▶ _YOUR GOAL_: Reproduce all of the records below, swapping every occurrence of "Mark a point" for "Place a point" and leaving everything else unchanged.

• • • •

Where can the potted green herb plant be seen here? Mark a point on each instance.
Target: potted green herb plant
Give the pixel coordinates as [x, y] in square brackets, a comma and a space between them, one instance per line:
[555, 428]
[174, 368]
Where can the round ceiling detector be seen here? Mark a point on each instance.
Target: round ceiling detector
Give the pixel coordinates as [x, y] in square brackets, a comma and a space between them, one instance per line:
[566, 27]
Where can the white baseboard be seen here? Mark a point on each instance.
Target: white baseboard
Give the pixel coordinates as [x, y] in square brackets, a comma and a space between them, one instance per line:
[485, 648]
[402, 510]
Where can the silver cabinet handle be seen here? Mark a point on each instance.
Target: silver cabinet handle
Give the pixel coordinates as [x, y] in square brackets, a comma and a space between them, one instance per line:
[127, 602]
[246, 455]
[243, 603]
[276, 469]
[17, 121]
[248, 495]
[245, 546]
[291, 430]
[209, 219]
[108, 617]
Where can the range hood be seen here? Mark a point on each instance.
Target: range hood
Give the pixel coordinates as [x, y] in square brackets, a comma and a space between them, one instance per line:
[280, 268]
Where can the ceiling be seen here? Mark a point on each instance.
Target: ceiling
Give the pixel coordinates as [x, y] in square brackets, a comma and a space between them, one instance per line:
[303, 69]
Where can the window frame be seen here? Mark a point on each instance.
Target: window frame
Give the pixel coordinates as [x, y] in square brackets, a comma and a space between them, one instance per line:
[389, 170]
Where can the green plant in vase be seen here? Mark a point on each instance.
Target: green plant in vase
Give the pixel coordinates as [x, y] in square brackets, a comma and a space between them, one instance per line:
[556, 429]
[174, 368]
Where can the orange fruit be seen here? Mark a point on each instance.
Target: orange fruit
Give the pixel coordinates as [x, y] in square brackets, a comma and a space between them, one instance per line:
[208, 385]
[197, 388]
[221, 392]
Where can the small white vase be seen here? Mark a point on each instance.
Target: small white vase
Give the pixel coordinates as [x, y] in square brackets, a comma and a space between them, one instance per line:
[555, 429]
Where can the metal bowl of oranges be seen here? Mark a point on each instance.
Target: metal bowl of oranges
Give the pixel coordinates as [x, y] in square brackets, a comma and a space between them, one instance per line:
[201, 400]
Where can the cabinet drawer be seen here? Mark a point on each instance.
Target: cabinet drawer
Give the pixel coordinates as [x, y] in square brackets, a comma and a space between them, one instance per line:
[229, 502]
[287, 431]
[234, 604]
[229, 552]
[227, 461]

• • • •

▶ _COMPLETE OUTPUT_:
Where can the potted green herb plant be seen here? Place a point on each instance.
Target: potted green herb plant
Give the pixel coordinates as [x, y] in square brackets, a comma and a space between them, one instance per line:
[555, 428]
[174, 368]
Where can the round ceiling detector be seen here? Place a point on each instance.
Target: round ceiling detector
Give the pixel coordinates as [x, y] in square brackets, a comma and a space between them, one instance per line:
[566, 27]
Where can the white baseboard be seen here? Place a point on each instance.
Target: white baseboard
Give the pixel coordinates as [x, y] in square brackets, a comma and a space between them, one instance per line:
[485, 648]
[402, 510]
Where can the silver cabinet handle be seen here? Place a point on each instance.
Target: silver cabinet handle
Give the pixel coordinates as [x, y] in square brackets, a comma and a space between them, one instance per line:
[127, 602]
[246, 455]
[243, 603]
[276, 469]
[17, 121]
[248, 495]
[245, 546]
[291, 430]
[209, 219]
[108, 617]
Where can the range hood be seen here? Place a point on each instance.
Target: range hood
Give the pixel coordinates as [x, y] in square brackets, a comma and a space between them, one instance per line:
[280, 268]
Where can the ceiling be seen here? Place a point on each instance.
Target: ceiling
Give the pixel coordinates as [x, y] in square brackets, a comma and a space between them, one instance per line:
[303, 69]
Where can the window frame be seen here? Place a point on each instance.
Target: window frame
Give the pixel coordinates as [x, y] in square brackets, a comma and a space between them, one instance per line:
[389, 170]
Where can the green plant in vase be seen here? Place a point on each instance.
Target: green plant in vase
Give the pixel coordinates as [x, y] in square brackets, a comma and a space between them, one instance per line:
[556, 429]
[174, 368]
Where can the orange fruit be seen here? Place a point on each instance.
Target: orange fruit
Give the pixel coordinates as [x, y] in square brackets, a comma and a space between them, one instance per line:
[208, 385]
[197, 388]
[221, 392]
Where can the small white vase be seen here? Place a point on each instance.
Target: small white vase
Give the pixel coordinates as [x, y] in square brackets, a comma and a space between them, one instance per line:
[555, 429]
Where can the metal bowl of oranges be seen here? Place a point on each instance.
Target: metal bowl of oranges
Give the pixel coordinates as [x, y] in square brackets, a comma and a space between them, one instance per line:
[201, 400]
Where can the cabinet drawer be seen here? Place a point on each instance.
Target: cabinet drawer
Give the pixel coordinates as [x, y] in square brackets, a comma and a space between them, one instance per line:
[229, 502]
[287, 431]
[234, 604]
[229, 552]
[227, 461]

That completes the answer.